Exercise passage section start

New traceability technology can revolutionize the global forestry industry. The growth company Otmetka Log Marking AB outside Uppsala is now, after ten years’ development work ready to present the marking system Woodpecker. With this solution a code or label is stamped into the wood. The code can then be read by an image analysis system - similar to the interpretation of number plates for congestion charging in Stockholm. The system can guarantee full traceability of the timber from where the tree grew in the forest to the saw.
Woodpecker is a patented system with sole rights in all the important forestry industry countries. The system can even be linked with existing bar code systems and thereby create traceability all the way out to the retail trade. This makes it possible to mark every log with an automatic ID code when it is felled with a harvester.
The harvester save the coordinates of the tree. A code, unique for every log, mark the logend. All produced data by the harvesters computer describes each log. This file can e saved later to a database thanks to the "Woodpecker-code".
Disclosure of this technology is taking place at a time when there is huge demand for the traceability of timber. At the beginning of July (5-8 July), the European Parliament, after many years of treatment, shall decide upon legislation to prevent the trade of illegal timber. It has been indicated that there will be sharper wording and that companies that import or sell wood or wooden products within the EU may need to take active measures to prevent such trade. Critics fear that the demand for traceability will lead to higher costs, complications and bureaucracy. But it can instead lead to the opposite.

Exercise passage section end
Material provided section start

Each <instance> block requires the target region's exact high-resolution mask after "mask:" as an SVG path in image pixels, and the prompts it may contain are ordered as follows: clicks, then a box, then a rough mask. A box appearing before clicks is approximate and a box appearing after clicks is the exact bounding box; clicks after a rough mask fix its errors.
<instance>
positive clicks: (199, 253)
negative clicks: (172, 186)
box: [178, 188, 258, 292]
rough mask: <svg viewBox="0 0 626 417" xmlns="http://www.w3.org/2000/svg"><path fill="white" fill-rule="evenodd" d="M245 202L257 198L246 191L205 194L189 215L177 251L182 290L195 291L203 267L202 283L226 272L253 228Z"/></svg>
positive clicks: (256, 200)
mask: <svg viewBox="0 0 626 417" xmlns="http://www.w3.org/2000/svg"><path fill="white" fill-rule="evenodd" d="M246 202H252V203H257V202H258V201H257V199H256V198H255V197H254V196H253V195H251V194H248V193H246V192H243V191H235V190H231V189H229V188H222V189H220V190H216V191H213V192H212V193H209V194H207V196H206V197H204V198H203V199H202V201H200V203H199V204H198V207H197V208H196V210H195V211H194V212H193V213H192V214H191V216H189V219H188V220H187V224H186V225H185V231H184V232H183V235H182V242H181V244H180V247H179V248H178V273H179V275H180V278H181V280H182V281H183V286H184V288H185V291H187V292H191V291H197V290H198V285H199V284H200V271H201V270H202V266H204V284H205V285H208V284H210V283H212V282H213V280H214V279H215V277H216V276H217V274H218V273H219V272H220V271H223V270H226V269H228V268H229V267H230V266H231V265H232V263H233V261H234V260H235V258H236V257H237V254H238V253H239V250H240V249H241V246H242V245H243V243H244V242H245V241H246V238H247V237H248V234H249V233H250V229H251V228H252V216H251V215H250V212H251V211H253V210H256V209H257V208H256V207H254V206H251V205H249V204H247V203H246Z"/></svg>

Material provided section end

Required actions:
(a) Using the passage on the Woodpecker log-marking system, explain why the technology is being disclosed at a fitting time.
(b) Continue the passage on the Woodpecker log-marking system from its final sentence.

Answer section:
(a) The demand for timber traceability is huge. In early July (5–8 July), the European Parliament is set to decide on legislation against the trade of illegal timber, and companies that import or sell wood or wooden products in the EU may have to take active measures to prevent such trade.

(b)
The advantages of the Woodpecker system are significant and multifaceted. Besides preventing illegal felling, corruption, money laundering and distorted competition within the forestry industry, the system can make timber handling much more efficient through improved logistics and provide better security in business transactions with timber. Certification systems that demand traceability can also receive automatic receipts that traceability regulations have been followed with, among other things, increased biological variety as a result.
– The system can create completely new opportunities throughout the processing chain, where Swedish industry, among others, has plenty to win, says Bengt Sörvik, CEO and founder of the company.
The most established international certification system for responsible forestry is FSC, but over the past few years FSC has been criticized for being too lenient and for the lack of secure traceability. Recently, one of the founders of the Swedish FSC, the Swedish Society for Nature Conservation, pulled out of the project. Woodpecker can help prevent such problems.
Only practical testing of the technology remains and the company is now looking for proactive partners, clients and investors in order to launch Woodpecker. If all goes well, the system is expected to be up and running in connection with next year’s international forestry trade fair, Elmia Wood.
OTMETKA Log Marking AB is a public limited company with over 50 shareholders. The name OTMETKA is the Russian word for mark that can loosely be translated to approved.